* START *

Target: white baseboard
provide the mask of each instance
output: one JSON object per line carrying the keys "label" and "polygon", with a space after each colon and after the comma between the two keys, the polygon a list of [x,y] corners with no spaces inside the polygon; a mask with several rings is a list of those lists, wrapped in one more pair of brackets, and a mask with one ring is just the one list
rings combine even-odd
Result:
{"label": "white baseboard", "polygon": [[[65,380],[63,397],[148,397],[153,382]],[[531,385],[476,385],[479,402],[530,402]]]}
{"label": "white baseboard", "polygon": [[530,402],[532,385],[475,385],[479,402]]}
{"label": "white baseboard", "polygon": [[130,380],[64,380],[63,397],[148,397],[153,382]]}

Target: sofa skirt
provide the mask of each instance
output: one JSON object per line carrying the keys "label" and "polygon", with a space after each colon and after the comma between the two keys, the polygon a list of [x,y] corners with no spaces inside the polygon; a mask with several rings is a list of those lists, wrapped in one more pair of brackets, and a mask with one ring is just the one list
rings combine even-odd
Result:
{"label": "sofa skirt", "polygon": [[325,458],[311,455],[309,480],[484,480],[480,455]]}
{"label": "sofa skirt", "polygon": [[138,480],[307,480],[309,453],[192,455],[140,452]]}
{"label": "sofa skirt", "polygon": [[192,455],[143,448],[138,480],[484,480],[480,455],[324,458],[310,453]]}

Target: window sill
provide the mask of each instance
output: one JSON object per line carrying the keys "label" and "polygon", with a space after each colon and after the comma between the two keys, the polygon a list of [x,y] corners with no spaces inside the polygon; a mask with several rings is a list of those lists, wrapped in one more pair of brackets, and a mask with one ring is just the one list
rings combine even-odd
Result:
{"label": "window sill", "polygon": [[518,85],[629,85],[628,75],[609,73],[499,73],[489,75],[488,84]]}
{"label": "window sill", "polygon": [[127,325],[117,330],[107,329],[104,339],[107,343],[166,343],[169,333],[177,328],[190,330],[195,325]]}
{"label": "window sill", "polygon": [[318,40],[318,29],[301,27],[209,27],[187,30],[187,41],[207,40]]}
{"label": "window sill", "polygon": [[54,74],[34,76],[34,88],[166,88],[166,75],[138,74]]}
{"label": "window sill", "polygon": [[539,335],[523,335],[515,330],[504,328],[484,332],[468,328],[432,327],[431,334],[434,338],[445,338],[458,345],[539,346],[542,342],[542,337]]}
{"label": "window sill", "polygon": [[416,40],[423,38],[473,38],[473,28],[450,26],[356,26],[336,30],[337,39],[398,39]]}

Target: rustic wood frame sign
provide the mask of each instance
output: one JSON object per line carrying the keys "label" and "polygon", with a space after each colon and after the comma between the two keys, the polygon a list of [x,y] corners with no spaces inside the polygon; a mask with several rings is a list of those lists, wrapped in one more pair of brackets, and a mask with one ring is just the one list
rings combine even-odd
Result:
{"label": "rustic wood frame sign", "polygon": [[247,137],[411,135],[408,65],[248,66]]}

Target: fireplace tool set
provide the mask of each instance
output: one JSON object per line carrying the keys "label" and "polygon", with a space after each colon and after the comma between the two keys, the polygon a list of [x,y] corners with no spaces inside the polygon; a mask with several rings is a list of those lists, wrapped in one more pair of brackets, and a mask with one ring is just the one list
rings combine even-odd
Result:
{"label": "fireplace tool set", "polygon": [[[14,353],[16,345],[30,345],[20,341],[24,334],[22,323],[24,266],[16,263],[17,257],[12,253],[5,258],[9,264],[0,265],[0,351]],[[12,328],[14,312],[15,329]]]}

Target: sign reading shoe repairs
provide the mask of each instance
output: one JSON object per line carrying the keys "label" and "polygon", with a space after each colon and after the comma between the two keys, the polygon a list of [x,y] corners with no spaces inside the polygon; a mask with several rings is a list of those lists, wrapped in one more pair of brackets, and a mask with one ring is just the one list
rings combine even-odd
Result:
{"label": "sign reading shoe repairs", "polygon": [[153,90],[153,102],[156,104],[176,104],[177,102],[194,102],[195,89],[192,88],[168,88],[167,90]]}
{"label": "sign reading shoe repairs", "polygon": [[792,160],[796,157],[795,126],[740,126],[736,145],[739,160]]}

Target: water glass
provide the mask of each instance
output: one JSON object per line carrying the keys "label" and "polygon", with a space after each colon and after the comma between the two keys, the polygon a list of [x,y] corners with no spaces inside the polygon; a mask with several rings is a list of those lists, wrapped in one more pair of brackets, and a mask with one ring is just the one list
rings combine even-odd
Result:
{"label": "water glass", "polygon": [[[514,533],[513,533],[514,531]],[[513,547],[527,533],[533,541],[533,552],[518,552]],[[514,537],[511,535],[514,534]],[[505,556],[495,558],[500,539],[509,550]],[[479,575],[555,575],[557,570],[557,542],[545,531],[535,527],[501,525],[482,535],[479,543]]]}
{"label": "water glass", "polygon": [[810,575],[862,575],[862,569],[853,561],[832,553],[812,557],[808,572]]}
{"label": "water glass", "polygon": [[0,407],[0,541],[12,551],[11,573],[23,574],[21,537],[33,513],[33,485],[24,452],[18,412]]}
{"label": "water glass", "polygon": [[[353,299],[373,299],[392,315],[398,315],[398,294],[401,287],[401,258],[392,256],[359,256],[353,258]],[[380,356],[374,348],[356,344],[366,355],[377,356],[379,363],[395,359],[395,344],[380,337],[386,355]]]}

* END *

- [WORK TO DO]:
List each line of the material that contains the string "Target", copying every such line in full.

- [ANSWER BELOW]:
Target: white baseboard
Target: sofa skirt
Target: window sill
Target: rustic wood frame sign
Target: fireplace tool set
Target: sign reading shoe repairs
Target: water glass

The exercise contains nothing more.